→ **O QUE FAZER**:
Reescreva como lista numerada as linhas dos registros que vão da linha que contém "Where can the slender" até a última linha dos registros, incluindo ambas. Omita as linhas em branco.

:: REGISTROS LISTADOS ::

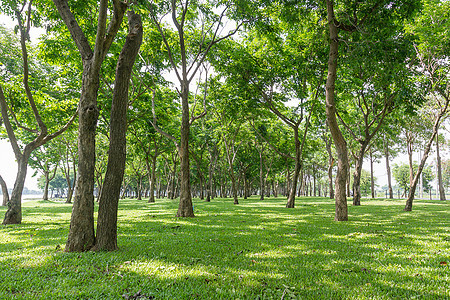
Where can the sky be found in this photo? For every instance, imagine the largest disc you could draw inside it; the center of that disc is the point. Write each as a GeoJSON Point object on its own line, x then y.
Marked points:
{"type": "Point", "coordinates": [8, 165]}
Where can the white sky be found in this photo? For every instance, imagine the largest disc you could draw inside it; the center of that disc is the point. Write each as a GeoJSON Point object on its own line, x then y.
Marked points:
{"type": "Point", "coordinates": [8, 165]}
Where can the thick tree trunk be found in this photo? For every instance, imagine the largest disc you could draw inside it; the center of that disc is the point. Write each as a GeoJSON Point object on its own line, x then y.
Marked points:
{"type": "Point", "coordinates": [185, 208]}
{"type": "Point", "coordinates": [69, 195]}
{"type": "Point", "coordinates": [372, 183]}
{"type": "Point", "coordinates": [233, 186]}
{"type": "Point", "coordinates": [5, 193]}
{"type": "Point", "coordinates": [209, 191]}
{"type": "Point", "coordinates": [357, 175]}
{"type": "Point", "coordinates": [262, 186]}
{"type": "Point", "coordinates": [106, 238]}
{"type": "Point", "coordinates": [341, 212]}
{"type": "Point", "coordinates": [81, 234]}
{"type": "Point", "coordinates": [388, 170]}
{"type": "Point", "coordinates": [439, 171]}
{"type": "Point", "coordinates": [14, 213]}
{"type": "Point", "coordinates": [426, 152]}
{"type": "Point", "coordinates": [291, 199]}
{"type": "Point", "coordinates": [330, 176]}
{"type": "Point", "coordinates": [47, 182]}
{"type": "Point", "coordinates": [152, 180]}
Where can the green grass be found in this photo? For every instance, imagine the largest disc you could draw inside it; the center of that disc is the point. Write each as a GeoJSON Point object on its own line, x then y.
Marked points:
{"type": "Point", "coordinates": [255, 250]}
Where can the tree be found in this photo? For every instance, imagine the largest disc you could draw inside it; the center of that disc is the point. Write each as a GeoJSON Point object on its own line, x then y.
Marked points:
{"type": "Point", "coordinates": [433, 62]}
{"type": "Point", "coordinates": [81, 235]}
{"type": "Point", "coordinates": [106, 238]}
{"type": "Point", "coordinates": [186, 58]}
{"type": "Point", "coordinates": [5, 193]}
{"type": "Point", "coordinates": [35, 137]}
{"type": "Point", "coordinates": [401, 176]}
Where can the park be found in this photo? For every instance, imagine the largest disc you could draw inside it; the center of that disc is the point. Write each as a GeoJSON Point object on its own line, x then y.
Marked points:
{"type": "Point", "coordinates": [225, 149]}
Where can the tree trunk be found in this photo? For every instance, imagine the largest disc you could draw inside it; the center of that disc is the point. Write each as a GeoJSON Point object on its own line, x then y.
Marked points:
{"type": "Point", "coordinates": [14, 213]}
{"type": "Point", "coordinates": [185, 208]}
{"type": "Point", "coordinates": [210, 182]}
{"type": "Point", "coordinates": [5, 193]}
{"type": "Point", "coordinates": [81, 234]}
{"type": "Point", "coordinates": [152, 180]}
{"type": "Point", "coordinates": [69, 195]}
{"type": "Point", "coordinates": [439, 170]}
{"type": "Point", "coordinates": [388, 170]}
{"type": "Point", "coordinates": [106, 238]}
{"type": "Point", "coordinates": [233, 186]}
{"type": "Point", "coordinates": [372, 183]}
{"type": "Point", "coordinates": [47, 182]}
{"type": "Point", "coordinates": [262, 186]}
{"type": "Point", "coordinates": [413, 185]}
{"type": "Point", "coordinates": [341, 212]}
{"type": "Point", "coordinates": [298, 166]}
{"type": "Point", "coordinates": [357, 175]}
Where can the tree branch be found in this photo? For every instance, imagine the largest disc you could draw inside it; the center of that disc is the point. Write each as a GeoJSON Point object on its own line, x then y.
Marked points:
{"type": "Point", "coordinates": [74, 28]}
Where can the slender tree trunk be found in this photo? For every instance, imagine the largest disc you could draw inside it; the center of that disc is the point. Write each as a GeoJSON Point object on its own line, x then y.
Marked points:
{"type": "Point", "coordinates": [233, 187]}
{"type": "Point", "coordinates": [209, 190]}
{"type": "Point", "coordinates": [47, 182]}
{"type": "Point", "coordinates": [411, 167]}
{"type": "Point", "coordinates": [357, 175]}
{"type": "Point", "coordinates": [106, 238]}
{"type": "Point", "coordinates": [81, 234]}
{"type": "Point", "coordinates": [185, 208]}
{"type": "Point", "coordinates": [341, 212]}
{"type": "Point", "coordinates": [69, 195]}
{"type": "Point", "coordinates": [14, 213]}
{"type": "Point", "coordinates": [152, 180]}
{"type": "Point", "coordinates": [388, 170]}
{"type": "Point", "coordinates": [439, 170]}
{"type": "Point", "coordinates": [5, 193]}
{"type": "Point", "coordinates": [413, 185]}
{"type": "Point", "coordinates": [372, 183]}
{"type": "Point", "coordinates": [291, 199]}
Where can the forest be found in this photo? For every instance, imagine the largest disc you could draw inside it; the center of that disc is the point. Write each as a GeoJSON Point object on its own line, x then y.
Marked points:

:::

→ **RESPOSTA DA TAREFA**:
1. Where can the slender tree trunk be found in this photo? For every instance, imagine the largest disc you could draw inside it; the center of that disc is the point. Write each as a GeoJSON Point object on its own line, x then y.
2. Marked points:
3. {"type": "Point", "coordinates": [233, 187]}
4. {"type": "Point", "coordinates": [209, 190]}
5. {"type": "Point", "coordinates": [47, 182]}
6. {"type": "Point", "coordinates": [411, 167]}
7. {"type": "Point", "coordinates": [357, 175]}
8. {"type": "Point", "coordinates": [106, 238]}
9. {"type": "Point", "coordinates": [81, 234]}
10. {"type": "Point", "coordinates": [185, 208]}
11. {"type": "Point", "coordinates": [341, 212]}
12. {"type": "Point", "coordinates": [69, 195]}
13. {"type": "Point", "coordinates": [14, 213]}
14. {"type": "Point", "coordinates": [152, 180]}
15. {"type": "Point", "coordinates": [388, 170]}
16. {"type": "Point", "coordinates": [439, 170]}
17. {"type": "Point", "coordinates": [5, 193]}
18. {"type": "Point", "coordinates": [413, 185]}
19. {"type": "Point", "coordinates": [372, 183]}
20. {"type": "Point", "coordinates": [291, 199]}
21. Where can the forest be found in this photo? For every instance, imagine the largest disc you could draw inside it; the center of that disc is the point. Write each as a GeoJSON Point object on its own line, x then y.
22. Marked points:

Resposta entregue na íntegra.